Range to reproduce from the entries below: the line with "Expected: one point per instance of the pine tree", the line with "Expected: one point per instance of the dried", and every line in between. Give them exactly and give nothing else.

*** Data shown Section Begins ***

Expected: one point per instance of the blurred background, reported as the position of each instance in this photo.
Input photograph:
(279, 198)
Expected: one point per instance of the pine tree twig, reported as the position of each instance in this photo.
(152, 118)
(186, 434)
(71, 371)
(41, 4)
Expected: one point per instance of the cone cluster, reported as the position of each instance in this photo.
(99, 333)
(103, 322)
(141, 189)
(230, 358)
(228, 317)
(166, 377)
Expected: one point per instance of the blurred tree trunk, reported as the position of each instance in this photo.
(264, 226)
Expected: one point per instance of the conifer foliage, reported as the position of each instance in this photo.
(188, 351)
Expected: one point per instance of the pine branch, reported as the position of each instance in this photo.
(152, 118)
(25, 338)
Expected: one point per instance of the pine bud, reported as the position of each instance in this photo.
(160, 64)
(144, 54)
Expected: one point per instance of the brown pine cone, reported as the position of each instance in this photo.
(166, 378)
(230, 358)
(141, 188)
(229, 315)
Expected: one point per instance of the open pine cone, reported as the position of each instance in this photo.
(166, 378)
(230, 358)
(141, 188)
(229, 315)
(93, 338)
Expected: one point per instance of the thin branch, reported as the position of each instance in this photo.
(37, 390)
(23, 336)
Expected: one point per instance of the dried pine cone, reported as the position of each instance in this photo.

*** Data shown Section Ends ***
*** Data shown Section Begins ***

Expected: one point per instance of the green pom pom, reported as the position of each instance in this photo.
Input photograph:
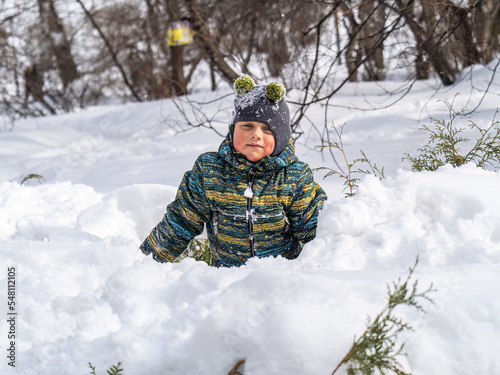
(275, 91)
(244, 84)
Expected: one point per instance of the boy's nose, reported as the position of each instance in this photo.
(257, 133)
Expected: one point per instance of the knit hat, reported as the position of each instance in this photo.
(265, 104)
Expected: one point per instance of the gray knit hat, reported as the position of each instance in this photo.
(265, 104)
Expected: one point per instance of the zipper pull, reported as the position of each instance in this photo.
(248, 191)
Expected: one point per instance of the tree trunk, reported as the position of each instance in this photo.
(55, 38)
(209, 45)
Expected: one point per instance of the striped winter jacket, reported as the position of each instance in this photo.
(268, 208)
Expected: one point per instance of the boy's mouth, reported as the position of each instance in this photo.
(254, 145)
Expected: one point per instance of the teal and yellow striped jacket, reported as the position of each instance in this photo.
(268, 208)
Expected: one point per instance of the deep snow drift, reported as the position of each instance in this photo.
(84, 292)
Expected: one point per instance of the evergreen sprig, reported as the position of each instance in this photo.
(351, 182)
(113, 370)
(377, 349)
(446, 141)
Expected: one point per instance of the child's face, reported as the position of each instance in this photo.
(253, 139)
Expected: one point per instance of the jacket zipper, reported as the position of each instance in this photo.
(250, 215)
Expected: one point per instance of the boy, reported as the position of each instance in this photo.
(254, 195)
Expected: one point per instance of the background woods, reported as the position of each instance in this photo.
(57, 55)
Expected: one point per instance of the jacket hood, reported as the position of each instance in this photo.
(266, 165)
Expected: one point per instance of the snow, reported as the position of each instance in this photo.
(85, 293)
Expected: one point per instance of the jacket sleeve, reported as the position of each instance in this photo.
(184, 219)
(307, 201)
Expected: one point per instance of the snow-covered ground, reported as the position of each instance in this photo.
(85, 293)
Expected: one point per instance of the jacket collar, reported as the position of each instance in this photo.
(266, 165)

*** Data shown Section Ends ***

• Problem solution:
Expected: one point per instance of the pine tree twig, reported as the position of each instance in this photo.
(152, 118)
(186, 434)
(71, 371)
(41, 4)
Expected: one point per instance of the cone cluster, reported as the position of each instance in this photo.
(99, 333)
(103, 322)
(141, 189)
(230, 358)
(228, 317)
(166, 377)
Expected: one point per instance of the blurred tree trunk, reported as the position of each instance in this photo.
(264, 226)
Expected: one point per instance of the conifer foliage, reported as the position of each instance in this photo.
(188, 351)
Expected: one point per instance of the pine branch, reported as the position of each instance in this photo.
(152, 118)
(25, 338)
Expected: one point per instance of the pine bud, reported as the position of each instance in this photo.
(160, 64)
(144, 54)
Expected: one point per instance of the brown pine cone, reported as the position of each instance in this photo.
(166, 378)
(230, 358)
(141, 188)
(229, 315)
Expected: one point per instance of the open pine cone, reported as the position of each instance in this photo.
(166, 378)
(230, 358)
(141, 188)
(229, 315)
(93, 338)
Expected: one point per instance of the thin branch, reported as the position of each instance in this photo.
(37, 390)
(23, 336)
Expected: one point per instance of the dried pine cone, reported as the position of each instance in this photo.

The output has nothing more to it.